* Arbeitsauftrag 1
Prüfen Sie anhand der Filmkritik, ob die Aussagen (a) bis (c) zutreffen, und belegen Sie jedes Ja oder Nein mit den entscheidenden Worten im genauen Wortlaut: (a) Der Abenteuer-Klassiker stammt aus dem Jahr 1844. (b) Mondego kommt aus einfachen Verhältnissen. (c) Die Filmkritik hält die Neuverfilmung für notwendig.
___ Vorgegebener Text
Die Frage ist simpel. Ist es notwendig, Alexandre Dumas Abenteuer-Klassiker „Der Graf von Monte Cristo“ aus dem Jahre 1844 zum x-ten Mal zu verfilmen? Notwendig wohl nicht, aber im Fall von Kevin Reynolds Neuversion durchaus sinnvoll. Der Action-Spezialist entstaubt die klassische Saga um Freundschaft und Verrat, Liebe und Schmerz zeitgemäß. In hochglänzenden Bildern bringt er die Geschichte gut gespielt auf den neuesten Stand.
Der junge Seemann Edmond Dantes (Jim Caviezel) ist unerschrocken, mutig und vor allem loyal. Als sein Captain im Sterben liegt, setzt er durch, ihn auf der Insel Elba behandeln zu lassen. Dort halten die Engländer den französischen Kaiser Napoleon (Alex Norton) im Exil unter Verschluss. Obwohl die Franzosen alles andere als gern gesehen sind, gelingt es Dantes und seinem Freund Fernand Mondego (Guy Pearce), angehört zu werden. Edmond hat sogar Kontakt zu Napoleon und soll einen Brief mit nach Marseille nehmen, um ihn dort zu übergeben. Das wird dem gutgläubigen Dantes zum Verhängnis. Ausgerechnet sein bester Freund Mondego ist es, der eine Verschwörung gegen Edmond einfädelt. Dantes, der aus einfachen Verhältnissen stammt, wird für seinen Heldenmut und seine Loyalität zum Kapitän befördert und steht kurz vor der Hochzeit mit der zauberhaften Mercedes (Dagmara Dominczyk). Dieses Glück verkraftet der reiche Mondego nicht, Neid und Eifersucht sind stärker...
______
___ Datenauszug
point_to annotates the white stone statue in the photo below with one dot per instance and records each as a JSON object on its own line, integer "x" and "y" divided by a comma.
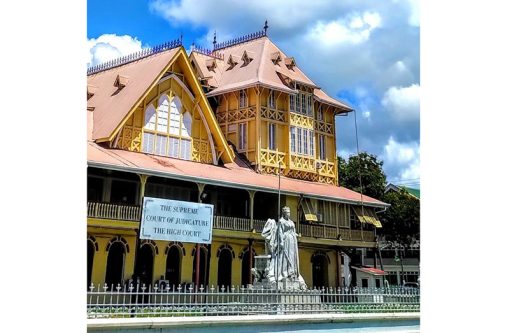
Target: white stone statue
{"x": 282, "y": 245}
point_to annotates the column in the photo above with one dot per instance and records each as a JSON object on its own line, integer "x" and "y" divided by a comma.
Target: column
{"x": 252, "y": 196}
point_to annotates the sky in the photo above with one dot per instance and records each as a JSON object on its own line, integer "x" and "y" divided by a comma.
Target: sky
{"x": 365, "y": 53}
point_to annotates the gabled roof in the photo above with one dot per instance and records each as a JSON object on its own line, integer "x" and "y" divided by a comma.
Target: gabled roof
{"x": 268, "y": 66}
{"x": 416, "y": 193}
{"x": 230, "y": 175}
{"x": 111, "y": 104}
{"x": 121, "y": 88}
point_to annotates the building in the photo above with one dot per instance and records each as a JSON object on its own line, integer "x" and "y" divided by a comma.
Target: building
{"x": 402, "y": 263}
{"x": 216, "y": 127}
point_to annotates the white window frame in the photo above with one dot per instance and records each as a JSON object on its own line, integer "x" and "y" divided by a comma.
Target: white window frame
{"x": 293, "y": 138}
{"x": 322, "y": 147}
{"x": 271, "y": 136}
{"x": 271, "y": 100}
{"x": 243, "y": 98}
{"x": 242, "y": 136}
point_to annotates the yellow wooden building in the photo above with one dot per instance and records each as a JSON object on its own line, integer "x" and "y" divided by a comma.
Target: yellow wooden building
{"x": 216, "y": 127}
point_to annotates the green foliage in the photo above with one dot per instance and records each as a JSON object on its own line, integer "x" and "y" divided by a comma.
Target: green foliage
{"x": 401, "y": 221}
{"x": 373, "y": 177}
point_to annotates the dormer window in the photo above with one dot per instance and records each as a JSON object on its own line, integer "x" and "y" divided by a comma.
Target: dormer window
{"x": 232, "y": 61}
{"x": 243, "y": 99}
{"x": 276, "y": 58}
{"x": 121, "y": 81}
{"x": 247, "y": 57}
{"x": 271, "y": 100}
{"x": 211, "y": 64}
{"x": 90, "y": 91}
{"x": 290, "y": 63}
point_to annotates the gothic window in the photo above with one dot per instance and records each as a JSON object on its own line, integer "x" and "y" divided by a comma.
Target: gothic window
{"x": 168, "y": 129}
{"x": 243, "y": 99}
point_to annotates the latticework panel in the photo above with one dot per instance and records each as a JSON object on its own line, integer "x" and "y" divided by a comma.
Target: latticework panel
{"x": 302, "y": 163}
{"x": 326, "y": 168}
{"x": 324, "y": 127}
{"x": 272, "y": 114}
{"x": 272, "y": 158}
{"x": 236, "y": 115}
{"x": 301, "y": 121}
{"x": 201, "y": 151}
{"x": 130, "y": 138}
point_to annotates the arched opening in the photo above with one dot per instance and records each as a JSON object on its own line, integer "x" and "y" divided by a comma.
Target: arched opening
{"x": 224, "y": 268}
{"x": 173, "y": 264}
{"x": 144, "y": 264}
{"x": 115, "y": 264}
{"x": 91, "y": 254}
{"x": 245, "y": 268}
{"x": 319, "y": 271}
{"x": 203, "y": 266}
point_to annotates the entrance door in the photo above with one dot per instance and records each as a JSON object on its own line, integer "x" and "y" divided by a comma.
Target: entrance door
{"x": 319, "y": 271}
{"x": 224, "y": 269}
{"x": 115, "y": 264}
{"x": 172, "y": 270}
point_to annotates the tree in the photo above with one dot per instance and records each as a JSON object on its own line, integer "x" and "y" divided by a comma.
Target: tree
{"x": 373, "y": 178}
{"x": 400, "y": 222}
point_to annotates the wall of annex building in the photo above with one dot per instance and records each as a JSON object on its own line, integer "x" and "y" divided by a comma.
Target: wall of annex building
{"x": 132, "y": 136}
{"x": 258, "y": 122}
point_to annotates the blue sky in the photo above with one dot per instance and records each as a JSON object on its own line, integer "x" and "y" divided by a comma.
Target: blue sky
{"x": 365, "y": 53}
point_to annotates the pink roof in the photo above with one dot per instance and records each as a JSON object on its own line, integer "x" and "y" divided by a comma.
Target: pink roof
{"x": 261, "y": 70}
{"x": 230, "y": 175}
{"x": 370, "y": 270}
{"x": 324, "y": 98}
{"x": 110, "y": 105}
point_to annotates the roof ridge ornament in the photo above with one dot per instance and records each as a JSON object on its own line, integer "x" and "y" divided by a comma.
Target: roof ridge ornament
{"x": 207, "y": 52}
{"x": 241, "y": 39}
{"x": 134, "y": 56}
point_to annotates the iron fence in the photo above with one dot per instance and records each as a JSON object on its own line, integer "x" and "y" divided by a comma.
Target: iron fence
{"x": 178, "y": 301}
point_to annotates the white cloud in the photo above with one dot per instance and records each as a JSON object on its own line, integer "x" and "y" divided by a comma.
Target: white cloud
{"x": 355, "y": 29}
{"x": 403, "y": 157}
{"x": 403, "y": 102}
{"x": 110, "y": 46}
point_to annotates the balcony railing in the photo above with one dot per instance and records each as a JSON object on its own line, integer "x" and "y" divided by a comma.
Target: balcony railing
{"x": 114, "y": 212}
{"x": 330, "y": 232}
{"x": 129, "y": 301}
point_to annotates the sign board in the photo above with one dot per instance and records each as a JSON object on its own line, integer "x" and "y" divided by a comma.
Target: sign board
{"x": 174, "y": 220}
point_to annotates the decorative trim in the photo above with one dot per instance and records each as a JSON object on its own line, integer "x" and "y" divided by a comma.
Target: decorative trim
{"x": 151, "y": 243}
{"x": 178, "y": 245}
{"x": 134, "y": 56}
{"x": 225, "y": 247}
{"x": 206, "y": 52}
{"x": 94, "y": 242}
{"x": 239, "y": 40}
{"x": 320, "y": 253}
{"x": 118, "y": 239}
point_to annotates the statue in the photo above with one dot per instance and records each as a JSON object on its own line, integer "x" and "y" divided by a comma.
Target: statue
{"x": 282, "y": 245}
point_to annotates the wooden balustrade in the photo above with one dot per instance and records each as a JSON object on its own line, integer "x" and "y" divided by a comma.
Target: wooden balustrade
{"x": 114, "y": 212}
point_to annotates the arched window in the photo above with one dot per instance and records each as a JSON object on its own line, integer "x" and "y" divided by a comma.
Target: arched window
{"x": 168, "y": 129}
{"x": 144, "y": 264}
{"x": 173, "y": 266}
{"x": 225, "y": 256}
{"x": 203, "y": 266}
{"x": 91, "y": 254}
{"x": 320, "y": 263}
{"x": 115, "y": 264}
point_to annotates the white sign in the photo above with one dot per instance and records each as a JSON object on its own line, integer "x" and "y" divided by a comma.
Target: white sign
{"x": 174, "y": 220}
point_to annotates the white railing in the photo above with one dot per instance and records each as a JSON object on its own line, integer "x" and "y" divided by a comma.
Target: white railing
{"x": 169, "y": 301}
{"x": 114, "y": 212}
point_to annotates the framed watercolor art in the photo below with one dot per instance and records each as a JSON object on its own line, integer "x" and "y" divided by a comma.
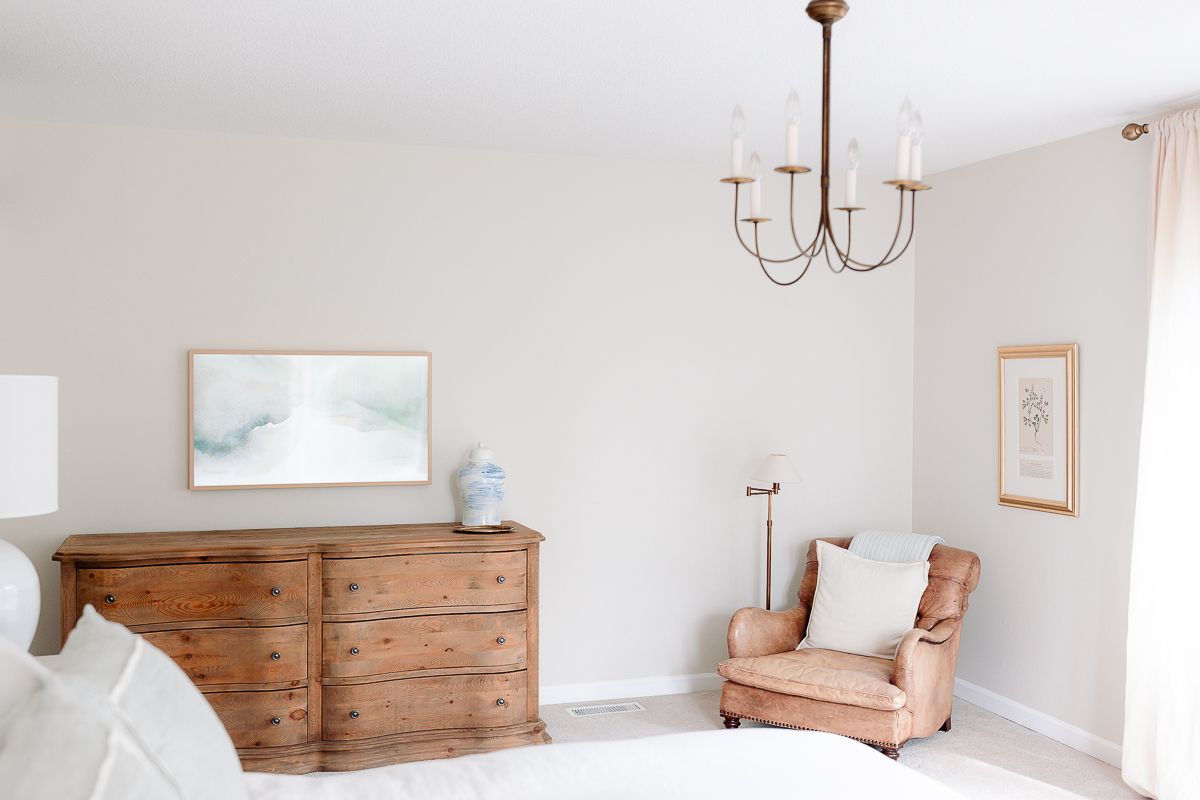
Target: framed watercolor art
{"x": 262, "y": 419}
{"x": 1039, "y": 427}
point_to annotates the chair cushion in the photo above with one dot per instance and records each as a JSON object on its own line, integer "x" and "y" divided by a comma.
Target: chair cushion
{"x": 821, "y": 675}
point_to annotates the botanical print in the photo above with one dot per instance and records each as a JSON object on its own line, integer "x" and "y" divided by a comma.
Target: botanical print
{"x": 1037, "y": 421}
{"x": 273, "y": 419}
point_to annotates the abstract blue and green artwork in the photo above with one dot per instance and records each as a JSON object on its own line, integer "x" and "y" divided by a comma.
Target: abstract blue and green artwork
{"x": 304, "y": 419}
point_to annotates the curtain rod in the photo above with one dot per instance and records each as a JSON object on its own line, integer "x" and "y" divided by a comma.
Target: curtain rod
{"x": 1134, "y": 131}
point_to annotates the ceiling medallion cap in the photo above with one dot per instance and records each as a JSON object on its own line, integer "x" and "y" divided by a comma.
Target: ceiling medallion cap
{"x": 827, "y": 12}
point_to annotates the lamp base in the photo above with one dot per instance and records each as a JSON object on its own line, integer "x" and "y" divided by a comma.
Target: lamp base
{"x": 21, "y": 596}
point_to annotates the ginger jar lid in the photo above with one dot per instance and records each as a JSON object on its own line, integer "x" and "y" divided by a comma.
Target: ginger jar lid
{"x": 480, "y": 455}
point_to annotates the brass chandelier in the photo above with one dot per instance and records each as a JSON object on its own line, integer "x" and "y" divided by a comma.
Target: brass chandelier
{"x": 907, "y": 180}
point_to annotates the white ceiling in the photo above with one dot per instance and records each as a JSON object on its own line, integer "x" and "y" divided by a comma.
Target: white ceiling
{"x": 639, "y": 79}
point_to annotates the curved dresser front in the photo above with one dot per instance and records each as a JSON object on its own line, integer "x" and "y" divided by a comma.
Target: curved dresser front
{"x": 334, "y": 648}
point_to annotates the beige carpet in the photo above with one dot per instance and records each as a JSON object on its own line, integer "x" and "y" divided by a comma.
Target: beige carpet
{"x": 984, "y": 756}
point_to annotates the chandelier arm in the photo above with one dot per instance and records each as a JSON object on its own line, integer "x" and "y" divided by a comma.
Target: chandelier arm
{"x": 888, "y": 258}
{"x": 767, "y": 272}
{"x": 755, "y": 250}
{"x": 845, "y": 256}
{"x": 791, "y": 221}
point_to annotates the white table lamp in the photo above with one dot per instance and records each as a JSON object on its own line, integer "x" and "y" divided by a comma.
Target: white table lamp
{"x": 29, "y": 486}
{"x": 774, "y": 469}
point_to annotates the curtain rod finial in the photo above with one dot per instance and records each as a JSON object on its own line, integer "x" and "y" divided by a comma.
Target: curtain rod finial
{"x": 1134, "y": 131}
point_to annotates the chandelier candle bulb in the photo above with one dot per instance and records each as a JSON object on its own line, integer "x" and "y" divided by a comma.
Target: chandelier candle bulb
{"x": 918, "y": 134}
{"x": 851, "y": 174}
{"x": 904, "y": 142}
{"x": 756, "y": 186}
{"x": 792, "y": 115}
{"x": 737, "y": 142}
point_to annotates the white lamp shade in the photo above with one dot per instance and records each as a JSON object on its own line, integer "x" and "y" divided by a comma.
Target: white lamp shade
{"x": 777, "y": 468}
{"x": 29, "y": 445}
______
* Arbeitsauftrag 2
Suchen Sie aus den oben stehenden Einträgen jede Zeile heraus, in der die Zeichenfolge „bulb“ vorkommt.

* Vollständige Lösung 1
(a) Ja: „aus dem Jahre 1844“
(b) Nein: „Dieses Glück verkraftet der reiche Mondego nicht“
(c) Nein: „Notwendig wohl nicht, aber im Fall von Kevin Reynolds Neuversion durchaus sinnvoll.“

* Vollständige Lösung 2
point_to annotates the chandelier candle bulb in the photo above with one dot per instance and records each as a JSON object on its own line, integer "x" and "y" divided by a comma.
Target: chandelier candle bulb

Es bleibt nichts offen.